§ **Direction A**
Answer these questions using the interview about translating Luljeta Lleshanaku:
(i) In what year was the translator an MFA student at the University of Iowa?
(ii) Which journal gave an award to a series of Lleshanaku's poems?
(iii) Who advised focusing on one poet instead of an anthology?

§ **Provided passage**
◇ ◇ ◇
MK:  How did you choose Luljeta Lleshanaku as a subject for translation?

 

HI:  I came to translate Luljeta Lleshanaku through a series of fortunate events. In 1992 I was an MFA student at the University of Iowa. At the time, I was translating the poems of Israeli poet, Ronny Someck, who was visiting as part of the International Writing Program. Uk Buçpapa, an eccentric Albanian poet and translator who was also part of the IWP at the time, had the habit of soliciting just about anyone he could to help him translate both traditional epic and lyric Albanian poetry as well as the work of contemporary Albanian poets. After much prodding I agreed to help him in translating three of them and I had the good fortune to show them to Donald Revell, who happened to be a visiting teacher in the MFA program at the time. He took all of them for publication in the Denver Quarterly.

 

After Buçpapa returned to Albania he continued to send me reams of translations he was working on. Eventually we decided that we would focus on putting together an anthology. He kept sending me work by other poets, but I wasn’t thrilled with most of them. In 1996, while I was living briefly in Paris, a series of poems by Lleshanaku that we had translated received an award from a small journal called Visions-International.

 

I decided then to book a plane to Tirana to meet the poets whose work I’d been translating. Xhevahir Spiahu, one of them, told me that he thought an anthology wasn’t a good idea, that I should concentrate on the writing of one poet. I was feeling like our original plan wasn’t going anywhere so I took his advice to heart and decided to settle on the work of Lleshanaku whose work seemed to me to be at the forefront of a new movement of post-communist Albanian poetry.

 

MK:  What do you mean?
◇ ◇ ◇
§ **Excerpts from point annotation data**

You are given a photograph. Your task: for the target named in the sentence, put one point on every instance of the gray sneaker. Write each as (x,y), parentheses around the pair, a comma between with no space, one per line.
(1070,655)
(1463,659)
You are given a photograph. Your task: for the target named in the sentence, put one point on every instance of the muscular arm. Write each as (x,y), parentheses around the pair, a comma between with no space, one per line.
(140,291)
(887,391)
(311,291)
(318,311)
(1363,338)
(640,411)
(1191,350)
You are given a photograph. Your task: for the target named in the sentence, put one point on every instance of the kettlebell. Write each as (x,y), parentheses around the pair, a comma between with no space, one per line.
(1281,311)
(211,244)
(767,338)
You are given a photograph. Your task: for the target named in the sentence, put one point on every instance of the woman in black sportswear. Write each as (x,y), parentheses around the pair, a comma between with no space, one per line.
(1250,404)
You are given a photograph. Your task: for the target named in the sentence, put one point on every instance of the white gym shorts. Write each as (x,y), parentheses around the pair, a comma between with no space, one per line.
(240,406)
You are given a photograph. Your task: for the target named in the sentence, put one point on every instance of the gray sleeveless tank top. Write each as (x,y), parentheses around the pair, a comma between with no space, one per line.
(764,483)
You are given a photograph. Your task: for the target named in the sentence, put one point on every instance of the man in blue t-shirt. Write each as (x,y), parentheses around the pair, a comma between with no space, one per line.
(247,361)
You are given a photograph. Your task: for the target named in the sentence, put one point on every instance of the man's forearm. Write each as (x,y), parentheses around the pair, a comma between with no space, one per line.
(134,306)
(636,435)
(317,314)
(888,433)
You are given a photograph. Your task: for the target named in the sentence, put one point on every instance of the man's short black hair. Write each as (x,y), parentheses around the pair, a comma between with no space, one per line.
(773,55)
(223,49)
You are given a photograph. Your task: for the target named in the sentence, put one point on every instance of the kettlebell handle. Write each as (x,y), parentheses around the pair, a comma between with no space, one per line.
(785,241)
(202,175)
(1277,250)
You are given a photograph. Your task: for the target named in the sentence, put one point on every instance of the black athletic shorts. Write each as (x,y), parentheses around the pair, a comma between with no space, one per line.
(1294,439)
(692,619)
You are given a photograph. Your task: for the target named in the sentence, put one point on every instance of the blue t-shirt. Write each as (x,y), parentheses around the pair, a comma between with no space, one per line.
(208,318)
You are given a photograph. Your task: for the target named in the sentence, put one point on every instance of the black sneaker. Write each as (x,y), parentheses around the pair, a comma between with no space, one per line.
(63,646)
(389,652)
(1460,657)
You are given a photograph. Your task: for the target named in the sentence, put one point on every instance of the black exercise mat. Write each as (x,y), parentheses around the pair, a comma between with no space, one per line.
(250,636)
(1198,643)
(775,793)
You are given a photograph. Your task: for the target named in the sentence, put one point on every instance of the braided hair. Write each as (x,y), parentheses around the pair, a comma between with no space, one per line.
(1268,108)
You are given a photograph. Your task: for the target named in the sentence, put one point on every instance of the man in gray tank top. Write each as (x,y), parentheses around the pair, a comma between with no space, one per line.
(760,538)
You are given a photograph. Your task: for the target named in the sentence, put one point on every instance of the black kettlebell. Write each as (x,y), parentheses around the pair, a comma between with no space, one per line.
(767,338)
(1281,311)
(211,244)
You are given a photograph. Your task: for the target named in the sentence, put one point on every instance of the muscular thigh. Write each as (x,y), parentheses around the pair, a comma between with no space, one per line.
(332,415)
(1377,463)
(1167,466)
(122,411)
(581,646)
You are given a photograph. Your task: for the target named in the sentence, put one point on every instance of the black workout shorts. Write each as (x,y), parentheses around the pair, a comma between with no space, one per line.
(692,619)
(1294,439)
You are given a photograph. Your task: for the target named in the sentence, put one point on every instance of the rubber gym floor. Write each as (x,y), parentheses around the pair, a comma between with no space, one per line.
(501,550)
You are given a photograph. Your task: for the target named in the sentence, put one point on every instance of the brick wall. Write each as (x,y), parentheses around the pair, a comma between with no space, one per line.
◇ ◇ ◇
§ **Direction B**
Change "black workout shorts" to "dark workout shorts" in the records, starting at the line containing "the muscular thigh." and ending at the last line of the records, and give only those lines with nothing else altered.

§ **Answer A**
(i) 1992
(ii) Visions-International
(iii) Xhevahir Spiahu

§ **Answer B**
You are given a photograph. Your task: for the target named in the sentence, put one point on every instance of the muscular thigh. Write each as (x,y), parentheses around the pair, a comma between with no space, one per line.
(332,415)
(1377,463)
(1167,466)
(122,411)
(581,646)
You are given a photograph. Your task: for the target named in the sentence, put one point on every instance of the dark workout shorts. Write each as (x,y), parentheses around the pair, a comma between with no space, one per line.
(692,619)
(1294,439)
You are given a photograph. Your task: for the target named in the sentence, put one point on every instance of the rubber gym floor. Write each as (x,y), parentheses around the pair, a comma between with no space, one per line.
(501,550)
You are given a photograph. Your task: for the target named in the sentence, put one point on every instance of the brick wall. Write each as (x,y), parentheses around the pair, a comma between with no space, one per line.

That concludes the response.